Repeat each entry word for word. Leave any images out of the copy.

..........

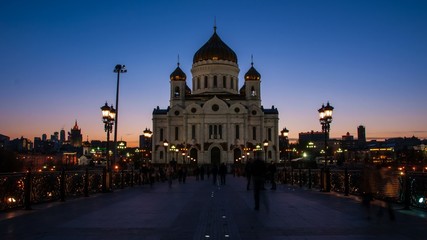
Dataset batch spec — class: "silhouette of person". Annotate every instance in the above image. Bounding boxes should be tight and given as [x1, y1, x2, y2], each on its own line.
[360, 162, 379, 219]
[245, 159, 253, 190]
[219, 163, 227, 185]
[268, 161, 277, 190]
[377, 165, 396, 221]
[252, 158, 267, 211]
[200, 165, 205, 180]
[212, 164, 219, 185]
[166, 164, 174, 188]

..........

## Result of the task
Dataset batch spec — class: "silhouette of person". Annotate every instance in the above image. Bounding boxes should be tight and given as [x1, y1, x2, y2], each on its own line.
[360, 162, 379, 219]
[245, 159, 253, 190]
[219, 163, 227, 185]
[268, 161, 277, 190]
[377, 165, 396, 221]
[252, 158, 267, 211]
[200, 165, 205, 180]
[212, 164, 219, 185]
[166, 164, 174, 188]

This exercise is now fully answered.